(Items from a data source)
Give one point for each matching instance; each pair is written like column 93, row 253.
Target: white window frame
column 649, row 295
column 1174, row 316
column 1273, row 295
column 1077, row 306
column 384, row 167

* _Task directions_: Write out every line of the items above, word for word and in the same order.

* _Exercise result_:
Give one point for each matching instance; each pair is written like column 93, row 253.
Target: white window frame
column 649, row 295
column 1174, row 316
column 1273, row 295
column 1077, row 306
column 384, row 167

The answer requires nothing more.